/---

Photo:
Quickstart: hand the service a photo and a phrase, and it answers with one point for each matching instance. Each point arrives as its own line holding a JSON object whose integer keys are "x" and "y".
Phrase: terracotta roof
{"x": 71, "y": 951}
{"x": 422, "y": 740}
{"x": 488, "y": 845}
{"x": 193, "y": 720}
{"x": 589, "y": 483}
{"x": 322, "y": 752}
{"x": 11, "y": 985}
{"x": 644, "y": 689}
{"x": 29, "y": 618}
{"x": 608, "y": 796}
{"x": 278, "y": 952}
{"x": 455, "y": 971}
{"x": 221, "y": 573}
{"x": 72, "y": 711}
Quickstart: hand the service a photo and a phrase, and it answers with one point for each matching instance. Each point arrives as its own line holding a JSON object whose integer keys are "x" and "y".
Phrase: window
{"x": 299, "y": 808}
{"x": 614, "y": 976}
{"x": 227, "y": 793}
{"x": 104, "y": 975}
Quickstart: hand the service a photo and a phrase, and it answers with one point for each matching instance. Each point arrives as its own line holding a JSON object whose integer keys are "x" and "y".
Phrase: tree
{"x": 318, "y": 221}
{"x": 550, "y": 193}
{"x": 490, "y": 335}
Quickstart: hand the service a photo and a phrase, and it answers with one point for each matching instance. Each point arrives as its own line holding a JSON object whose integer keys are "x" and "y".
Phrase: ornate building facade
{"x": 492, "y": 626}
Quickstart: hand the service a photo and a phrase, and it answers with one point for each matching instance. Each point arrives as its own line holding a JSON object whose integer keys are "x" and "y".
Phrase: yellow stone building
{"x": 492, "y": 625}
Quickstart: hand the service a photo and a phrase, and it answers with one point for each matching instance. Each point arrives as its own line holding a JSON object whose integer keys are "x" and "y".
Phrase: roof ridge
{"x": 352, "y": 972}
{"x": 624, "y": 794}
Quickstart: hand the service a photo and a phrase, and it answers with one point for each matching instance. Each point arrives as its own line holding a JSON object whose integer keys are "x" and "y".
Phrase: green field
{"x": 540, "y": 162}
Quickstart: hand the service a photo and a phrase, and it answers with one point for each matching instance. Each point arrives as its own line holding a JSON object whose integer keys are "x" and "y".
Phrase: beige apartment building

\---

» WORK TO BE COMPLETED
Write out the records above again, keeping each one identical to the original.

» FULL ANSWER
Photo:
Quickstart: hand the service a photo and a phrase, and it answers with one point for each matching instance. Each point arrives as its own line holding a JSON object whose integer keys are "x" and "y".
Phrase: terracotta roof
{"x": 71, "y": 951}
{"x": 422, "y": 740}
{"x": 488, "y": 845}
{"x": 193, "y": 720}
{"x": 589, "y": 483}
{"x": 322, "y": 752}
{"x": 11, "y": 985}
{"x": 644, "y": 689}
{"x": 29, "y": 618}
{"x": 608, "y": 796}
{"x": 278, "y": 952}
{"x": 455, "y": 971}
{"x": 221, "y": 573}
{"x": 72, "y": 711}
Quickstart: hand the service a photo and a phrase, and it answers with one point for each matching instance. Each point arrives as its own line holding a JSON object whose integer keys are "x" and "y".
Phrase: window
{"x": 299, "y": 808}
{"x": 614, "y": 976}
{"x": 227, "y": 793}
{"x": 104, "y": 975}
Quickstart: hand the service a photo and a phrase, and it answers with one point for each matching instance. Each point arrives as its own line holding a JSON object whose integer keys are "x" and "y".
Phrase: tree
{"x": 318, "y": 221}
{"x": 550, "y": 193}
{"x": 490, "y": 335}
Quickstart: hand the service a photo and a phrase, and it answers with one point for each matching instance. Each point arrives as its own line holding a JSON object whose integer keys are "x" and "y".
Phrase: ornate building facade
{"x": 492, "y": 626}
Quickstart: hand the service a photo and a phrase, and it answers with one point for each matching instance. Each point arrives as its own line holding a JSON object whose integer keys are "x" and "y".
Phrase: yellow stone building
{"x": 492, "y": 625}
Quickstart: hand the service a photo and a phrase, and it answers with one point for each matching instance. Each point arrives as its own line holding a JSON object whose integer keys are "x" and "y".
Phrase: roof ridge
{"x": 352, "y": 972}
{"x": 624, "y": 794}
Quickstart: hand the service a photo and a phrase, and it answers with one point for each matching instance. Each point arrives as its own line holding a JSON object whose integer keys are "x" and "y".
Phrase: green field
{"x": 540, "y": 162}
Quickstart: hand the service a photo and a phrase, and it answers with one point for each matching instance. Each point arrives as its own line holding a JSON object whose integer keys are "x" and "y".
Phrase: beige apartment building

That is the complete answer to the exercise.